Task to complete: Give as output the line that contains "point per instance: neighboring", followed by every remaining line of the entries, unchanged and with nothing added.

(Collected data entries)
* * *

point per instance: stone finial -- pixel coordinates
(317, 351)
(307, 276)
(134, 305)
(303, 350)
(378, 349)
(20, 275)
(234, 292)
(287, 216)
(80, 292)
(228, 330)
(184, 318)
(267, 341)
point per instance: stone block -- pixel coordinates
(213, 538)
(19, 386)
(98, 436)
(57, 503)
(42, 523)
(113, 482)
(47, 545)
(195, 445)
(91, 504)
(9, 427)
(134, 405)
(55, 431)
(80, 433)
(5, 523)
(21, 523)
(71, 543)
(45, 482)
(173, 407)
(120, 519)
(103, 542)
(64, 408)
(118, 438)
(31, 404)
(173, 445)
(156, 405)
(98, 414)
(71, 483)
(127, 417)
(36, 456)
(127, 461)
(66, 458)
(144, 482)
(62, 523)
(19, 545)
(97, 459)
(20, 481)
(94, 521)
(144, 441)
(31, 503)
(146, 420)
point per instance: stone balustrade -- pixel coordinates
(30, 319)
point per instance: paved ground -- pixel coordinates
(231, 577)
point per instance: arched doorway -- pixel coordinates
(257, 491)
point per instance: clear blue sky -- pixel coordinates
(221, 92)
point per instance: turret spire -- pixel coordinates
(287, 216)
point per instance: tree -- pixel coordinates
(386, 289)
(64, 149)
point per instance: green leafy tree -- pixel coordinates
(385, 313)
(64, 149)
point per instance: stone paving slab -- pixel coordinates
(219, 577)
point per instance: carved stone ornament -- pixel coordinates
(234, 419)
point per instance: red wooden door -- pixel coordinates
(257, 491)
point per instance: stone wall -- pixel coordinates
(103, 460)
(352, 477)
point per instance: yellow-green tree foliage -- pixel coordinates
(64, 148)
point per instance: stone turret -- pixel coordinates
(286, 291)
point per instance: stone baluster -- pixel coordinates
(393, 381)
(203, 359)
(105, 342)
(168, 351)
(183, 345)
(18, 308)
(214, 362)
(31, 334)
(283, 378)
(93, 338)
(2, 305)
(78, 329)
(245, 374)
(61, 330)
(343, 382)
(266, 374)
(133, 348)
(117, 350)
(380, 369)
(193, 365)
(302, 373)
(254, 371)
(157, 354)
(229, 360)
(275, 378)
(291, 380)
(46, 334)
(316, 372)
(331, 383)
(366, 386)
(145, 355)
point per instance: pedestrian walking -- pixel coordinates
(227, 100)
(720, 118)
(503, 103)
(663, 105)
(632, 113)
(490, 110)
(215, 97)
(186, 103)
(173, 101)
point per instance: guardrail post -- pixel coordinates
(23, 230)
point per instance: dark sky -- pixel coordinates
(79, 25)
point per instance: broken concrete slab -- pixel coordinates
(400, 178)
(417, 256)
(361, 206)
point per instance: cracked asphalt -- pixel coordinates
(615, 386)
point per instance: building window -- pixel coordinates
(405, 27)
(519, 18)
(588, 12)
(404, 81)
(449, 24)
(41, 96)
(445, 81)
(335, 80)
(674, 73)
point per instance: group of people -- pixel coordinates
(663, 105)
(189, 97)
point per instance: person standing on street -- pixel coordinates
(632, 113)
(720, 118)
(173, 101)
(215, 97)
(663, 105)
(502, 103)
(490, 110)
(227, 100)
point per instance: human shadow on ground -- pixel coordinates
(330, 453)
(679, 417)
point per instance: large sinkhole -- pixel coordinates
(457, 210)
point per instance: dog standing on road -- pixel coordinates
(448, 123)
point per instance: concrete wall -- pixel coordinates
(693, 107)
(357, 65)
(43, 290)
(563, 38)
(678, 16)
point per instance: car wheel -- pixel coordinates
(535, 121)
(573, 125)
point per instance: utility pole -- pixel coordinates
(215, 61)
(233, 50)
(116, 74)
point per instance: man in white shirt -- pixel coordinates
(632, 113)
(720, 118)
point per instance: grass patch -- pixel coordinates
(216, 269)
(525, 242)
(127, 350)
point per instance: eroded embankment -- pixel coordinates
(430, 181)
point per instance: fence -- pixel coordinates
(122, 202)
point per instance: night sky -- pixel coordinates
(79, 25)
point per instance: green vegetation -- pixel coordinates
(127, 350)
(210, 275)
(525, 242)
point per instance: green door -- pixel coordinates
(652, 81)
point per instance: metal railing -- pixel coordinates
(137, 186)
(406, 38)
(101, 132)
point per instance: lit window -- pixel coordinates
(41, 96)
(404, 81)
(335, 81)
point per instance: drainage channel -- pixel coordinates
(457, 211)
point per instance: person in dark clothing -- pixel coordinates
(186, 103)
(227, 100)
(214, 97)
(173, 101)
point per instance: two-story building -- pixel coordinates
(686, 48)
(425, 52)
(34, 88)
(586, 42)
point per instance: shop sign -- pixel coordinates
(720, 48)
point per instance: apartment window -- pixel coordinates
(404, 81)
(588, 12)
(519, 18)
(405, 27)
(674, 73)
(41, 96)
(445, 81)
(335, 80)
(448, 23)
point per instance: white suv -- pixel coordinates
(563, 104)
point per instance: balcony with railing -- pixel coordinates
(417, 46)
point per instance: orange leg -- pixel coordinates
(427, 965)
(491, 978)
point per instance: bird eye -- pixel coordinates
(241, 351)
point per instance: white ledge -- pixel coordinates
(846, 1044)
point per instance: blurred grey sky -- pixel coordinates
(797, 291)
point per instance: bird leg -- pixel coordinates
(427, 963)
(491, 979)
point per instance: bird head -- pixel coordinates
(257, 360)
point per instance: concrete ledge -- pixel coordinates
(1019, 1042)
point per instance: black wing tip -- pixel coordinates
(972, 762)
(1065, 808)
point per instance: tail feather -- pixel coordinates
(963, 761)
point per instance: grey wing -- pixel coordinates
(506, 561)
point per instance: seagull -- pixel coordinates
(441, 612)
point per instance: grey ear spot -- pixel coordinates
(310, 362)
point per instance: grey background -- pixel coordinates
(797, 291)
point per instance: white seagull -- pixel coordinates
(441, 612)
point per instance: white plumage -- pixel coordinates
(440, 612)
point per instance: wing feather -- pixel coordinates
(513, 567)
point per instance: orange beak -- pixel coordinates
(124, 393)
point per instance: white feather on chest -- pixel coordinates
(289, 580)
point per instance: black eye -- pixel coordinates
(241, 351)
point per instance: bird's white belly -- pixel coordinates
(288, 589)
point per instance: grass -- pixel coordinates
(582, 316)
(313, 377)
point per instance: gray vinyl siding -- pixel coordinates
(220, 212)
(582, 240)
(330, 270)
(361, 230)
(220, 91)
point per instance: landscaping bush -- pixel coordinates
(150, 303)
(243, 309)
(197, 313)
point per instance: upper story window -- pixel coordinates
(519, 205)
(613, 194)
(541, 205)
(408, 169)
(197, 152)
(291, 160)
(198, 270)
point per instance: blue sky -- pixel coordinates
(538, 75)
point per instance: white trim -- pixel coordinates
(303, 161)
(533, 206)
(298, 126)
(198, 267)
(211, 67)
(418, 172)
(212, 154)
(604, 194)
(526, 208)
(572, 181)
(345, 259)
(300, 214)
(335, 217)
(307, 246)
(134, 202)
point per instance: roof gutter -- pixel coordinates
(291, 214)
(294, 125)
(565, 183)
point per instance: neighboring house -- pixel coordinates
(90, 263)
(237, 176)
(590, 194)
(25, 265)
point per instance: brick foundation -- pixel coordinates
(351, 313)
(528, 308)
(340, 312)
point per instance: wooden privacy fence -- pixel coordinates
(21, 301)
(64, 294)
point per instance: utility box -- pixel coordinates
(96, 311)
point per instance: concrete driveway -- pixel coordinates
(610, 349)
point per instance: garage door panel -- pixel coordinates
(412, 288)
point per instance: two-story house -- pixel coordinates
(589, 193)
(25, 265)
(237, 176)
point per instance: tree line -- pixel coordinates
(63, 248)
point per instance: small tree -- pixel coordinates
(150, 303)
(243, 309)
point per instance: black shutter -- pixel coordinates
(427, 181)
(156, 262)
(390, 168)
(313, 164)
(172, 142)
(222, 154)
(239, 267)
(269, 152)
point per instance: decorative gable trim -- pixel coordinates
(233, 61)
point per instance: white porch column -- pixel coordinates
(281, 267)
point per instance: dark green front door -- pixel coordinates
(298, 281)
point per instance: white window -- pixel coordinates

* * *

Solution to this exercise:
point per instance: neighboring house -- pixel coordinates
(90, 263)
(237, 176)
(590, 194)
(25, 265)
point per instance: brick foundation -- pixel coordinates
(351, 313)
(528, 308)
(340, 312)
point per instance: wooden privacy fence -- pixel coordinates
(21, 301)
(64, 294)
point per instance: utility box -- pixel coordinates
(96, 311)
point per instance: concrete driveway -- pixel coordinates
(610, 349)
point per instance: garage door panel -- pixel coordinates
(412, 288)
point per instance: two-story house -- pixel coordinates
(589, 193)
(25, 265)
(237, 176)
point per instance: tree line -- pixel coordinates
(63, 248)
point per instance: small tree -- pixel coordinates
(150, 303)
(243, 309)
point per instance: black shutter -- pixel coordinates
(427, 181)
(156, 262)
(390, 168)
(313, 164)
(172, 142)
(222, 154)
(239, 267)
(269, 152)
point per instance: decorative gable trim -- pixel coordinates
(233, 61)
point per instance: white porch column -- pixel coordinates
(281, 267)
point per instance: dark green front door -- pixel coordinates
(298, 281)
point per instance: white window -- pixel coordinates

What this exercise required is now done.